▸ **The request**:
Copy the lines between the line holding "Put a marker on each instance of the toilet in" and the line holding "[(195, 33)]", inclusive, without any change.
-- START OF Data section --
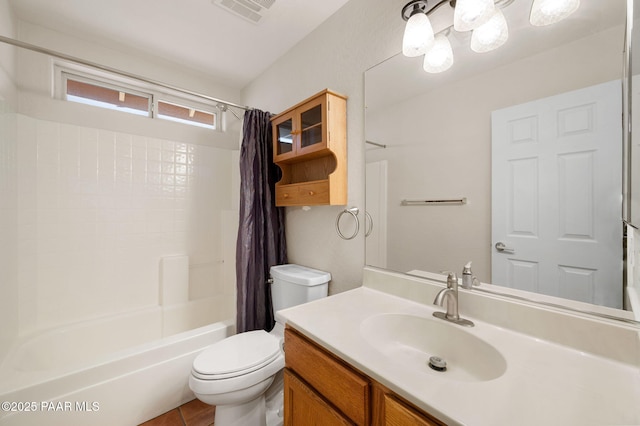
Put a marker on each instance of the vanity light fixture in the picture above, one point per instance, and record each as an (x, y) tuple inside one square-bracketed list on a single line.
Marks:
[(483, 17)]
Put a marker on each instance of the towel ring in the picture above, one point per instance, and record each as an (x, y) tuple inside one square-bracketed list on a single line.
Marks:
[(353, 211)]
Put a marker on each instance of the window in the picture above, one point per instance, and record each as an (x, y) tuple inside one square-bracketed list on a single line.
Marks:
[(134, 97), (183, 114), (107, 97)]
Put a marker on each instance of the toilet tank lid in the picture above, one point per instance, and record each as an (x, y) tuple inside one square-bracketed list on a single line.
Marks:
[(300, 275)]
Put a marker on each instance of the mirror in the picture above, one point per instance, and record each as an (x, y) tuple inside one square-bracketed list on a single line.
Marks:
[(430, 137)]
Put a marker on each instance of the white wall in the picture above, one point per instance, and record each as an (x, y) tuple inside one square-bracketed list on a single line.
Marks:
[(335, 56), (96, 197), (448, 155), (8, 187)]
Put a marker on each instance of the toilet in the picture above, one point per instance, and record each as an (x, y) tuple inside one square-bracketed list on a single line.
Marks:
[(242, 374)]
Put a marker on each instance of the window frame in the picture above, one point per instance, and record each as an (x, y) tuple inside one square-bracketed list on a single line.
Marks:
[(63, 71)]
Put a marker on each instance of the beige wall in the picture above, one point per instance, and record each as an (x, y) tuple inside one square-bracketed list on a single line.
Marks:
[(333, 56)]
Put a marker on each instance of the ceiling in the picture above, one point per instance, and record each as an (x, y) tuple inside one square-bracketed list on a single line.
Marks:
[(195, 33)]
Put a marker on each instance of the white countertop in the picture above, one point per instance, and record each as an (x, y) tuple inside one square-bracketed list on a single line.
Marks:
[(544, 382)]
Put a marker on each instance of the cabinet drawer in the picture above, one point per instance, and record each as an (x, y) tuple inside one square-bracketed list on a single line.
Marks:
[(303, 194), (396, 413), (350, 393)]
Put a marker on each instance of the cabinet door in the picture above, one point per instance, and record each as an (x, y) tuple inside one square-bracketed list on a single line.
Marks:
[(312, 131), (284, 137), (304, 407)]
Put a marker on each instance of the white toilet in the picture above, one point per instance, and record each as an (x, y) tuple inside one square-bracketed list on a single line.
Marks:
[(242, 374)]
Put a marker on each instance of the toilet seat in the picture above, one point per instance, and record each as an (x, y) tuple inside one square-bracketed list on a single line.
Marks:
[(237, 355)]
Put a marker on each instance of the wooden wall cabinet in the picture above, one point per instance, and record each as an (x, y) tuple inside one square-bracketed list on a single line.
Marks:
[(321, 389), (310, 147)]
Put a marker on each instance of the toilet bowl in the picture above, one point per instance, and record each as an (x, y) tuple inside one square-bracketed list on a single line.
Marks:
[(234, 375), (242, 374)]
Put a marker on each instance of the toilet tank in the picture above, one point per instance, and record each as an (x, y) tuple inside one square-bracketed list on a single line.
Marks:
[(295, 284)]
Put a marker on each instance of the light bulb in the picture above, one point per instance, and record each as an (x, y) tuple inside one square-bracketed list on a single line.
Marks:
[(470, 14), (546, 12), (418, 35), (440, 56), (491, 35)]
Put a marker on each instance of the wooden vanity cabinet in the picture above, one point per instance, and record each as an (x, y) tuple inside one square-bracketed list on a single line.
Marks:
[(310, 147), (322, 389)]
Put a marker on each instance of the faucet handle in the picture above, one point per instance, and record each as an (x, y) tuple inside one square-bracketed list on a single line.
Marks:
[(452, 279)]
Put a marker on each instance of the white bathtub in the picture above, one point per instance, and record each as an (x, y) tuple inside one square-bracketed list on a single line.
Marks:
[(99, 373)]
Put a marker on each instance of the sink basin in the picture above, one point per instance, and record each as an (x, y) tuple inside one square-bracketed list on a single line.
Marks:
[(410, 341)]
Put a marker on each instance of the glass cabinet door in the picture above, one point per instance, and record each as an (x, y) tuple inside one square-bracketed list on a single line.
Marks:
[(311, 126), (284, 137)]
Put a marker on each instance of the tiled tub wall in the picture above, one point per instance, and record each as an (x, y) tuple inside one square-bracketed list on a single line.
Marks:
[(96, 211)]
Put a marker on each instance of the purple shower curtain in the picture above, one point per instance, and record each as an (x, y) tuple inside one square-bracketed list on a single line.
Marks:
[(261, 239)]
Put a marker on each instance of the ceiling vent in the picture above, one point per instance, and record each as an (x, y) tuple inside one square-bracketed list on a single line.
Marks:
[(251, 10)]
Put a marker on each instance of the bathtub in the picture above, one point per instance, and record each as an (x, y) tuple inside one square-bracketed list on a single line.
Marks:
[(117, 370)]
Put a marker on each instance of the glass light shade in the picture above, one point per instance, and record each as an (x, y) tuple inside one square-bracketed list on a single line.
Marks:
[(491, 35), (440, 56), (418, 35), (546, 12), (470, 14)]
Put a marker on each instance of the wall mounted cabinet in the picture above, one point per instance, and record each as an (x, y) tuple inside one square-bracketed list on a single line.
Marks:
[(310, 147)]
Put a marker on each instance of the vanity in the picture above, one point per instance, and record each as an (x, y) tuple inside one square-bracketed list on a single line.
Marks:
[(361, 357)]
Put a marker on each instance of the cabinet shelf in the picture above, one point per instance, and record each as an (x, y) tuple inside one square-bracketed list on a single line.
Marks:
[(310, 149)]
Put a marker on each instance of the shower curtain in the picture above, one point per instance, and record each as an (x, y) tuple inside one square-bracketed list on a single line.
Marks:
[(261, 239)]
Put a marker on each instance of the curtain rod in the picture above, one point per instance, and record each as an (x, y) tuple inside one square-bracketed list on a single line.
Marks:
[(65, 57)]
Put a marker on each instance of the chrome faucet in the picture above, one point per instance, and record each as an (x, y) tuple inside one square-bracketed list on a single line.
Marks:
[(450, 294)]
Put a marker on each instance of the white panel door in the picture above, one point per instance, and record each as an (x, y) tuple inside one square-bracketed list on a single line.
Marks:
[(556, 195), (376, 196)]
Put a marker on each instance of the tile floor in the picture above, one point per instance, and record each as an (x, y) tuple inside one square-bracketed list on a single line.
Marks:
[(193, 413)]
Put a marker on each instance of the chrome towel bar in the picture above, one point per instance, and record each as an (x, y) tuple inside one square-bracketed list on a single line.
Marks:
[(433, 202)]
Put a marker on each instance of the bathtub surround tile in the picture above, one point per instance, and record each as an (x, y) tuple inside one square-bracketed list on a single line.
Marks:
[(97, 211)]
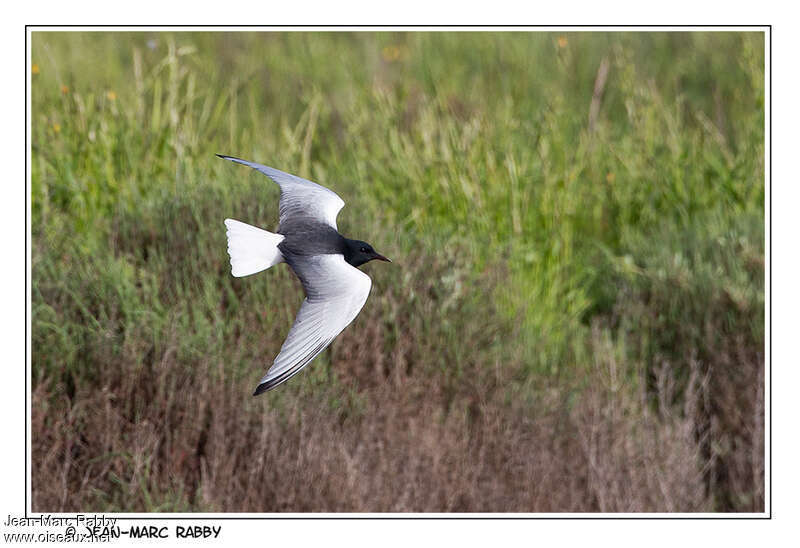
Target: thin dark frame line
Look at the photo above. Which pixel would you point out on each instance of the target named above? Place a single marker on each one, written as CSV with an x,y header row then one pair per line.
x,y
399,26
770,270
25,374
767,30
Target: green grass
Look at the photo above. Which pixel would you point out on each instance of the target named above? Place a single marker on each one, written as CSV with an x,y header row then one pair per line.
x,y
470,151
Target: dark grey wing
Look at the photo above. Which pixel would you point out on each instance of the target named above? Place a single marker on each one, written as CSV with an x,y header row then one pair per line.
x,y
301,200
335,293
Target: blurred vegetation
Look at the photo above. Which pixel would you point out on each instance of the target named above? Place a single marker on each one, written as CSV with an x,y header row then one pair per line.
x,y
554,204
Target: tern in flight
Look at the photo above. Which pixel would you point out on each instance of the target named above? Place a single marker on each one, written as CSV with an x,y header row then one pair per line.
x,y
325,262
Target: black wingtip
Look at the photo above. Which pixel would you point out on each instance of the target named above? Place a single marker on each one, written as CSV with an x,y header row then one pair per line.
x,y
263,387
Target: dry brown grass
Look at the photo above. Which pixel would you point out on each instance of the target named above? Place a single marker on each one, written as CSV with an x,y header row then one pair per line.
x,y
160,438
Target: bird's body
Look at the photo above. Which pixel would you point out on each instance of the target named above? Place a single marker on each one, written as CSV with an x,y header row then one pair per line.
x,y
325,262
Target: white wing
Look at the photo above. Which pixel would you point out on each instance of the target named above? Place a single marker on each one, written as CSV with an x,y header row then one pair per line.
x,y
301,200
335,293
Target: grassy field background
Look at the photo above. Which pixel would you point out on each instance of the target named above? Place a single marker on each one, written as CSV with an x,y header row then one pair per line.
x,y
574,320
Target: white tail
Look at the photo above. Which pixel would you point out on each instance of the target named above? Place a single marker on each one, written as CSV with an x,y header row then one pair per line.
x,y
251,249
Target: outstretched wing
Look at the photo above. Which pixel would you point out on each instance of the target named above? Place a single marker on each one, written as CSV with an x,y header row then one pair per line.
x,y
335,293
301,200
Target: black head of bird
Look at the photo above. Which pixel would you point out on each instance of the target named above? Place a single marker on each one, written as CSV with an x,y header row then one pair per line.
x,y
326,262
358,252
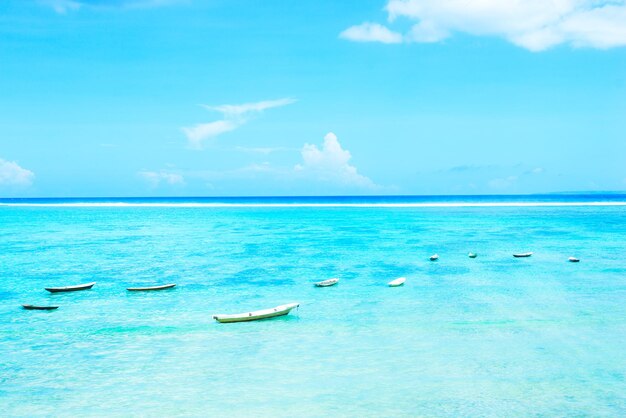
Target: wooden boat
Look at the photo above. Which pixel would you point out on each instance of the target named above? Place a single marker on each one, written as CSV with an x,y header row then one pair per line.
x,y
522,255
256,315
397,282
326,283
70,288
148,288
39,307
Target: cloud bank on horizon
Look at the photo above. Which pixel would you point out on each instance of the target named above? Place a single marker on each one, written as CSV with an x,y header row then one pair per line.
x,y
331,163
536,25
-- END OF Data section --
▸ **Full solution**:
Put a marker on each instance of the toilet in the picture above, one point per instance, and record each as an (x, y) tuple inside one square-bracketed list on a single line.
Marks:
[(242, 374)]
Put a marker on each instance of the window frame in the picture above, one point per instance, and record each as an (x, y) tuple inside one square-bracketed list on a single line.
Marks:
[(63, 71)]
Put a marker on each instance of the beige wall in the picture above, one point per instance, and record each as an (x, y) tuple inside one square-bracketed list on a single line.
Marks:
[(333, 56)]
Put a marker on each instance of the ceiling in the picture above, one point per instance, and record each as an (x, y) tuple inside one square-bracketed list on a single line.
Marks:
[(195, 33)]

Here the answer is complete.